>> BEGIN
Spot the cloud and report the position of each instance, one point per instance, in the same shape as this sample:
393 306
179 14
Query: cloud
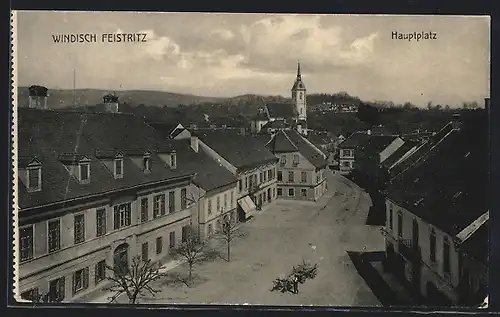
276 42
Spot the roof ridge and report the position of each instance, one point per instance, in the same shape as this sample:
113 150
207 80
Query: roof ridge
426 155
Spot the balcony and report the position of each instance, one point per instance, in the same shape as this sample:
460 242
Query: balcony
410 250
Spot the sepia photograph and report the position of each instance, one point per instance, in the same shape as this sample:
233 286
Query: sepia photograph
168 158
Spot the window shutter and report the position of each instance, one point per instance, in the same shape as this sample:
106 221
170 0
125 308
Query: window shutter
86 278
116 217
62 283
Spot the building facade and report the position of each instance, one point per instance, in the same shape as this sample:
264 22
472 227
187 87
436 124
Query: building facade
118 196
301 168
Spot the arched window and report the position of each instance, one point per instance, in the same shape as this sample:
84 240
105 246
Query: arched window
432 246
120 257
>> END
>> BEGIN
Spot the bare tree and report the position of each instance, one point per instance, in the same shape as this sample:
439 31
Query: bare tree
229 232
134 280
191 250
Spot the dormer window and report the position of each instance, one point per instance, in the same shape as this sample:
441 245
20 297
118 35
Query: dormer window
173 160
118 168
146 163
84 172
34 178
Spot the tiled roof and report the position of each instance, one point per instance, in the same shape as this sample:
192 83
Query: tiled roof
>> END
Stated problem =
List each line of the records above that contains the string "dormer", copying every such line in full.

Correct result =
Spot the dormer window and report the position of each instance, one point per instance, in the same shape as this sample:
Query: dormer window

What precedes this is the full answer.